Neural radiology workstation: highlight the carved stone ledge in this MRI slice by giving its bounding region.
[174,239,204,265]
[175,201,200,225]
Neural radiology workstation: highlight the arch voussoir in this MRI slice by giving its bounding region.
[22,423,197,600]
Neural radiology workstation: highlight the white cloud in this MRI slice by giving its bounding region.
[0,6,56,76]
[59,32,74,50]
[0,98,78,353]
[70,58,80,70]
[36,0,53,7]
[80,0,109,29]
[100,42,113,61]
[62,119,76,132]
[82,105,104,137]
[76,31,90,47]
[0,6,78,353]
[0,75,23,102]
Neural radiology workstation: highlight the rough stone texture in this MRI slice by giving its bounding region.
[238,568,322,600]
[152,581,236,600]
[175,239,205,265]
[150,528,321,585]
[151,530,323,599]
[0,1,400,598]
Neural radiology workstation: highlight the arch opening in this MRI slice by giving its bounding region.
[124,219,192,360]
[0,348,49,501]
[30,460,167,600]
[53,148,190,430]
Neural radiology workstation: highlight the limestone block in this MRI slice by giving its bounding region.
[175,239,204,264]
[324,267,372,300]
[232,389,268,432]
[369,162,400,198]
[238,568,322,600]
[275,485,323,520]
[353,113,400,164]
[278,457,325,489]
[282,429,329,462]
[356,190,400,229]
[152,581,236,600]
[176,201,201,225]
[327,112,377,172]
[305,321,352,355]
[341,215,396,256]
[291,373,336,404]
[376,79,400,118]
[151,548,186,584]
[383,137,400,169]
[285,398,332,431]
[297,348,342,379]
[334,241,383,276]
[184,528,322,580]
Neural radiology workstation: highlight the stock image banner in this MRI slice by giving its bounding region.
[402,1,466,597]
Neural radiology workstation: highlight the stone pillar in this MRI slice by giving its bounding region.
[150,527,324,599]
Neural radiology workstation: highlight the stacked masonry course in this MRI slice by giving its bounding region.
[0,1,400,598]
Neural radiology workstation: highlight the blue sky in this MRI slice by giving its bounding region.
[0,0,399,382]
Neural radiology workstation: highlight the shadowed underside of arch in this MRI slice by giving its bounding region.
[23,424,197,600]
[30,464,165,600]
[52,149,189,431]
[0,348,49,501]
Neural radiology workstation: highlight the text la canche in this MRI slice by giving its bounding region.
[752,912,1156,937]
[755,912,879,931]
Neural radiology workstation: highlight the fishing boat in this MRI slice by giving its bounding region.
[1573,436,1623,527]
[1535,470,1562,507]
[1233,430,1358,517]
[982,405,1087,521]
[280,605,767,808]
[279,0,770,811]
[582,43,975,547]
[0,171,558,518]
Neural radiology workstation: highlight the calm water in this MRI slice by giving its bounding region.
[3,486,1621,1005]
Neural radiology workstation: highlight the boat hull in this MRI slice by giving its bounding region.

Your instructions: Could you set down exactly the lines from the one containing "Neural radiology workstation: highlight the calm" through the last line of the records above, both included?

Solution to this problem:
Neural radiology workstation: highlight the calm water in this MRI slice by giving its bounding region.
[3,486,1621,1005]
Neural radiology workstation: highlight the boat hull in this MRI slice by giving its bounding region.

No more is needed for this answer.